Records from a point labeling set
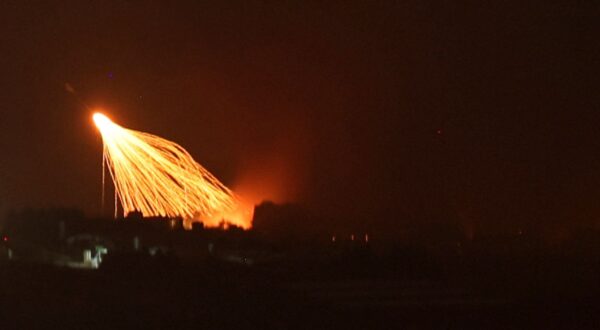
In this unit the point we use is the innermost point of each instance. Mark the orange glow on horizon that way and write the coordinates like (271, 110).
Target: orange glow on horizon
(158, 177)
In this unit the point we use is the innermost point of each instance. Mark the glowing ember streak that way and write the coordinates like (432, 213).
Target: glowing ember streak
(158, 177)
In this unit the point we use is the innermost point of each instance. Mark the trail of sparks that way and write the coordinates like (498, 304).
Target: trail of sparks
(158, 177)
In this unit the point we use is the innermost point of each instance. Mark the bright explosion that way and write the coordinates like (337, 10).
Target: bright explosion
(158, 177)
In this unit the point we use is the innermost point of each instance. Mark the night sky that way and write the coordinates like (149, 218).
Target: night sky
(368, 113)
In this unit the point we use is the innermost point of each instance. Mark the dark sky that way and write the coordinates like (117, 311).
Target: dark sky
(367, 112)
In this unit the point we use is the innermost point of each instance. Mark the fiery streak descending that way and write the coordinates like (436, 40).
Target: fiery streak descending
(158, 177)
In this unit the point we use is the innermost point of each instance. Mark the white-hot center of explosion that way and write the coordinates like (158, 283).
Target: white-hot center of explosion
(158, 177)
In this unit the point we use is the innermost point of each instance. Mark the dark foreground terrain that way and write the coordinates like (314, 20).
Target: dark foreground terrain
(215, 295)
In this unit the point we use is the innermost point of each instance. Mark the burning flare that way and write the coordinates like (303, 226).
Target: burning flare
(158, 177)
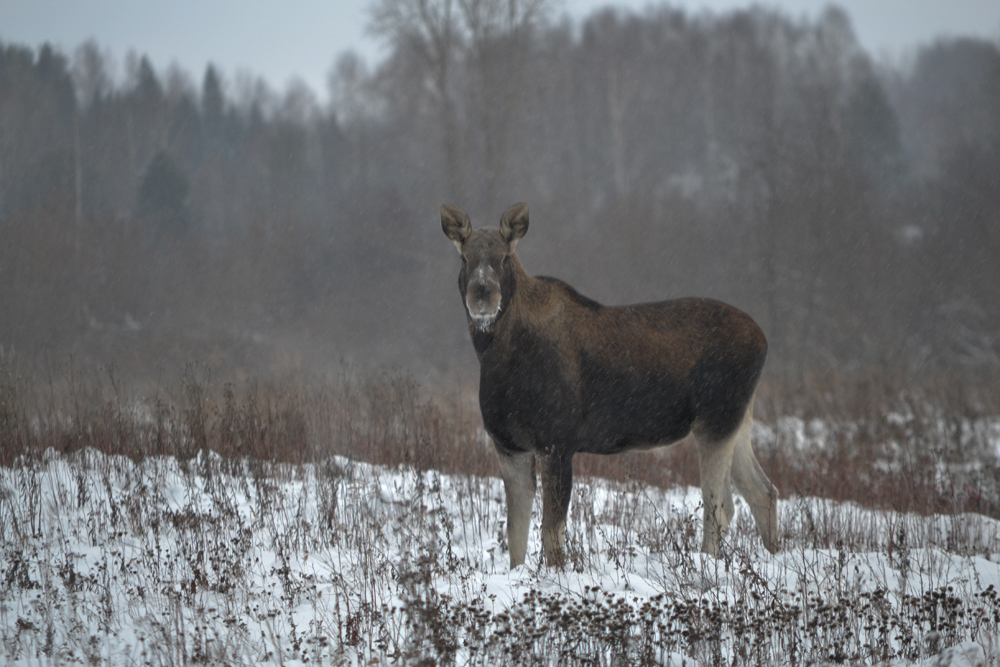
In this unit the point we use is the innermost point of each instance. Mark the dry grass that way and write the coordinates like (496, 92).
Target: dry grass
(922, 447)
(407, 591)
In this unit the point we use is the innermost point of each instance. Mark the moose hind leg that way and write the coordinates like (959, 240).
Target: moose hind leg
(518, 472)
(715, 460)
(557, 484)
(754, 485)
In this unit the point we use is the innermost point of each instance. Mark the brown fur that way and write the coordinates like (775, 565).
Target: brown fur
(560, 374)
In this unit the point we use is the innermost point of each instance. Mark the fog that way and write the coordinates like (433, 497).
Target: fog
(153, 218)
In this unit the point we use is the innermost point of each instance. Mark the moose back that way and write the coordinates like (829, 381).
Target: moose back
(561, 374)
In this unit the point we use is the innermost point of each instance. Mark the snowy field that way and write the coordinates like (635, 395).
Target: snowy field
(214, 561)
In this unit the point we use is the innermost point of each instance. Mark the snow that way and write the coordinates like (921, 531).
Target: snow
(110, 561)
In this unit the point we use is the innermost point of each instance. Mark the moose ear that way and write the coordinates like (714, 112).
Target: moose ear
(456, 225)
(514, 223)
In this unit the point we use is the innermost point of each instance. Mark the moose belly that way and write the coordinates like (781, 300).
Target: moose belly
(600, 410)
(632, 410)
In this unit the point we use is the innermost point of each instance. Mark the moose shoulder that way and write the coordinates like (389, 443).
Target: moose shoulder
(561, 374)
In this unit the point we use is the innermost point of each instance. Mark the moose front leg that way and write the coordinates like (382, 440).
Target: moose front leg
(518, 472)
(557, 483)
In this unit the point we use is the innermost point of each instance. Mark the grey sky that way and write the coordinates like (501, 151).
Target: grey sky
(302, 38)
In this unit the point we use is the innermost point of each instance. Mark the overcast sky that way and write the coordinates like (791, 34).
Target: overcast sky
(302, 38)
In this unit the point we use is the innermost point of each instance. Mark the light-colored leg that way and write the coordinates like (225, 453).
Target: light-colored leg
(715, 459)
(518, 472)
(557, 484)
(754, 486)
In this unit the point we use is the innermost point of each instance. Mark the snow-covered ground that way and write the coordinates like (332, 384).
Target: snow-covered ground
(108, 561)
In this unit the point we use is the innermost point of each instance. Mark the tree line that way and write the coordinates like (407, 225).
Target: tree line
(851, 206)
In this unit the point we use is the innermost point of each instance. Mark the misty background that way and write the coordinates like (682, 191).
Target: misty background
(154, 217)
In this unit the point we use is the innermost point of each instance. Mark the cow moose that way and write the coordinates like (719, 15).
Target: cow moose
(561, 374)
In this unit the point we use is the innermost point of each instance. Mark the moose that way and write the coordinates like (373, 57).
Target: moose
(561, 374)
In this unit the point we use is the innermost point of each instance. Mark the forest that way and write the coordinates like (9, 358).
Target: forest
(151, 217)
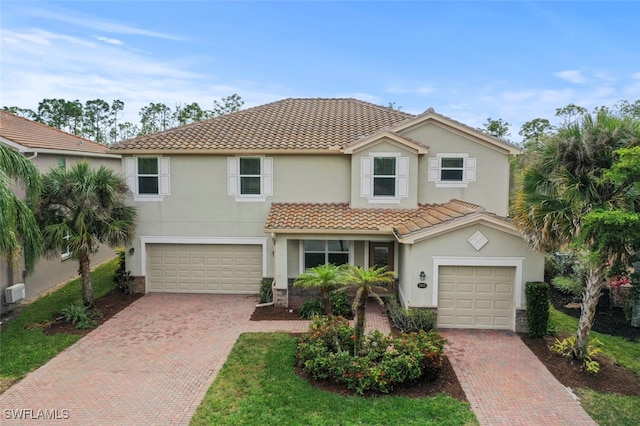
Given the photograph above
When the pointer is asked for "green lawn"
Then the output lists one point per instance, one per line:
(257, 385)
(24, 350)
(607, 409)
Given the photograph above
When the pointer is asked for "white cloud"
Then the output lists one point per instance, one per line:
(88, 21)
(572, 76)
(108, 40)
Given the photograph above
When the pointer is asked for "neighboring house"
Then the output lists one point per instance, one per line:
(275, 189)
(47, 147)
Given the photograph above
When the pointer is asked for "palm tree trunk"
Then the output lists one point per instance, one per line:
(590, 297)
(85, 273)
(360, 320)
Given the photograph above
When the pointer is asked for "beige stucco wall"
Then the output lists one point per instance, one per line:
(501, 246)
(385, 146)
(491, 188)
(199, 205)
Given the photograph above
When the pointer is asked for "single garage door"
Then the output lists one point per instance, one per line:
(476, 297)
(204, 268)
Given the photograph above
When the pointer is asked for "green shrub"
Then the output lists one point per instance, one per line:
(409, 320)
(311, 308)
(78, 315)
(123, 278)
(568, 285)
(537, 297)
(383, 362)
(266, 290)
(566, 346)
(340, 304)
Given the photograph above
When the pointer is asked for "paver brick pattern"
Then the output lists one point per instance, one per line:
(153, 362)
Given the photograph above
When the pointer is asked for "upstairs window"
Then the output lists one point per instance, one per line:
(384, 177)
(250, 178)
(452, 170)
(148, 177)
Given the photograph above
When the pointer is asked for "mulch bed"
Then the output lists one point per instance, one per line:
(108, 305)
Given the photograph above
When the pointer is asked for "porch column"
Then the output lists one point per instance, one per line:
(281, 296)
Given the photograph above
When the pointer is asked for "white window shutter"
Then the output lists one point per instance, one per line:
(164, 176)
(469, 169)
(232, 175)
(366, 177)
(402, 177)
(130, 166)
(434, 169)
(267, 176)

TO DO: Leave out the pictures and copy everything else in the records word for word.

EXERCISE SOLUTION:
In this unit the point we use is the innermost point of each instance. Mark the orange glow on horizon that way and write the coordinates like (271, 110).
Target: orange glow on horizon
(158, 177)
In this unit the point we use is the innermost point of each instance. Mark the glowing ember streak that way and write the coordinates like (432, 213).
Target: glowing ember streak
(158, 177)
In this unit the point we use is the innermost point of each instance. Mark the trail of sparks that way and write the coordinates like (498, 304).
Target: trail of sparks
(158, 177)
In this unit the point we use is the innermost point of each instance. Mark the bright explosion that way and write the coordinates like (337, 10).
Target: bright explosion
(158, 177)
In this unit the point we use is the innermost point of each instance. Mark the night sky that way and write the coordinates like (149, 218).
Target: night sky
(368, 113)
In this unit the point we use is the innermost point of each instance. Mark the dark sky that way and write the coordinates like (117, 311).
Target: dark sky
(367, 112)
In this unit the point we use is the innermost point of each instance. Mark the fiery streak descending that way and write the coordinates like (436, 40).
Target: fiery streak descending
(158, 177)
In this unit the point we use is the innermost point of each instance. Mark the white-hot center of explosion that way and write the coordinates like (158, 283).
Target: white-hot center of explosion
(158, 177)
In this unit the point we use is the innermost point of each instance. Mark the dark foreground terrain that way and write the coordinates like (314, 20).
Target: dark foreground terrain
(215, 295)
In this unit the point we use is the innermost point of each instance. Mark the burning flare that way and write the coordinates like (303, 226).
Target: burning flare
(158, 177)
In this unit the point we use is the innermost point of each instance. Mark the dry grass that way and write the coordinates like (496, 92).
Target: dry grass
(922, 447)
(407, 591)
In this unit the point we use is the innermost point of each instance. Mark the moose hind leg that way and write the coordinates like (959, 240).
Target: moose hind leg
(518, 472)
(715, 460)
(557, 484)
(754, 485)
In this unit the point we use is the innermost point of each instance. Mark the brown fur that way and write the coordinates like (775, 565).
Target: brown fur
(560, 374)
In this unit the point we use is the innermost point of each instance. Mark the fog that way and write the coordinates like (433, 497).
Target: fog
(153, 218)
In this unit the point we use is the innermost point of each instance. Mark the moose back that way and write the coordinates like (829, 381).
Target: moose back
(561, 374)
In this unit the point we use is the innermost point of each instance. Mark the snowy field that way and write the coordinates like (635, 395).
Target: snowy field
(214, 561)
In this unit the point we use is the innermost point of each instance. Mark the snow that way and write the coordinates like (921, 531).
Target: snow
(110, 561)
In this unit the point we use is the innermost point of each instance. Mark the moose ear that way and write the coordinates like (714, 112).
Target: moose ear
(456, 225)
(514, 223)
In this unit the point we use is the innermost point of each instance. Mark the moose belly that way and write the coordinates like (781, 300).
Target: moose belly
(600, 410)
(632, 410)
In this unit the point we use is the innermost point of each instance. Mark the moose shoulder that way and write the coordinates like (389, 443).
Target: moose shoulder
(561, 374)
In this unit the point we use is the innermost point of each instance. Mark the moose front leg that way and write the coordinates like (382, 440).
Target: moose front leg
(518, 472)
(557, 483)
In this unit the point we use is the innermost point of each instance. Mark the grey sky that way and write the coordinates like (501, 151).
Target: grey sky
(302, 38)
In this unit the point we use is the innermost point of each instance. Mark the overcast sky that way and write the coordinates like (791, 34).
Target: overcast sky
(302, 38)
In this unit the point we use is the innermost point of each instance. Mark the light-colored leg that way and write the coordinates like (225, 453).
Target: light-colored leg
(715, 459)
(518, 472)
(557, 484)
(754, 486)
In this unit the point we use is the innermost point of each instance. Mark the snow-covered ground that way and write the coordinates like (332, 384).
Target: snow-covered ground
(108, 561)
In this unit the point we use is the innermost point of each instance. Mark the tree line that way and write the coordinates like (407, 225).
Target: tree line
(851, 206)
In this unit the point we use is the innermost point of each instance. Mark the misty background that way and write the coordinates like (682, 191).
Target: misty background
(154, 217)
In this unit the point we use is the innermost point of each instance. Mark the cow moose that way and write the coordinates like (719, 15).
Target: cow moose
(561, 374)
In this unit the point we use is the innermost point of each instance. Mark the moose that way and write the coordinates like (373, 57).
Target: moose
(561, 374)
In this unit the point we use is the innermost point of each instance. Mark the forest that way and write the coordinates like (9, 358).
Target: forest
(151, 217)
Given the photograph above
When the pointer is asked for "green lawn"
Then the output lists one point per instance, one per line:
(257, 385)
(24, 350)
(607, 409)
Given the photograph above
When the pointer is asked for "white cloud"
Then the output lists one point per instance, one per line:
(88, 21)
(572, 76)
(108, 40)
Given the photograph above
When the pointer is asked for "neighboring house"
Then the output lists one point per instance, one per line:
(275, 189)
(47, 147)
Given the photograph above
When the pointer is asked for "palm tree trunk"
Then the output lists one point per instance, one per line:
(590, 297)
(85, 273)
(360, 320)
Given the photograph above
When the pointer is asked for "beige stucco wall"
Then the output lists one point per instance, one per line:
(501, 246)
(385, 146)
(491, 188)
(199, 205)
Given the photograph above
When the pointer is asked for "single garage door"
Then the output lists one point per instance, one per line:
(476, 297)
(204, 268)
Given the photograph above
When the pointer is asked for "green shrub"
Then the output lists one point per instance, one per line:
(409, 320)
(311, 308)
(78, 315)
(123, 278)
(568, 285)
(537, 297)
(383, 362)
(266, 290)
(566, 346)
(340, 304)
Given the photograph above
When the pointer is asked for "paver brick pattern"
Then the output lists one point per instance, one per line:
(153, 362)
Given the photograph above
When the pointer is asked for "upstairs window"
Then the output lists one point per instance, one per line:
(384, 177)
(250, 178)
(452, 170)
(148, 177)
Given the photograph above
When the pointer is asked for "mulch bed"
Then the output lists one point per instance, one per line:
(108, 305)
Given the photograph above
When the pointer is asked for "porch column"
Then the output lists one point per instance, one per line:
(281, 296)
Given the photograph above
When the pointer is asked for "white window shutter"
Then the output lists one point per instance, one per line:
(164, 176)
(469, 169)
(232, 175)
(366, 177)
(402, 177)
(130, 166)
(434, 169)
(267, 176)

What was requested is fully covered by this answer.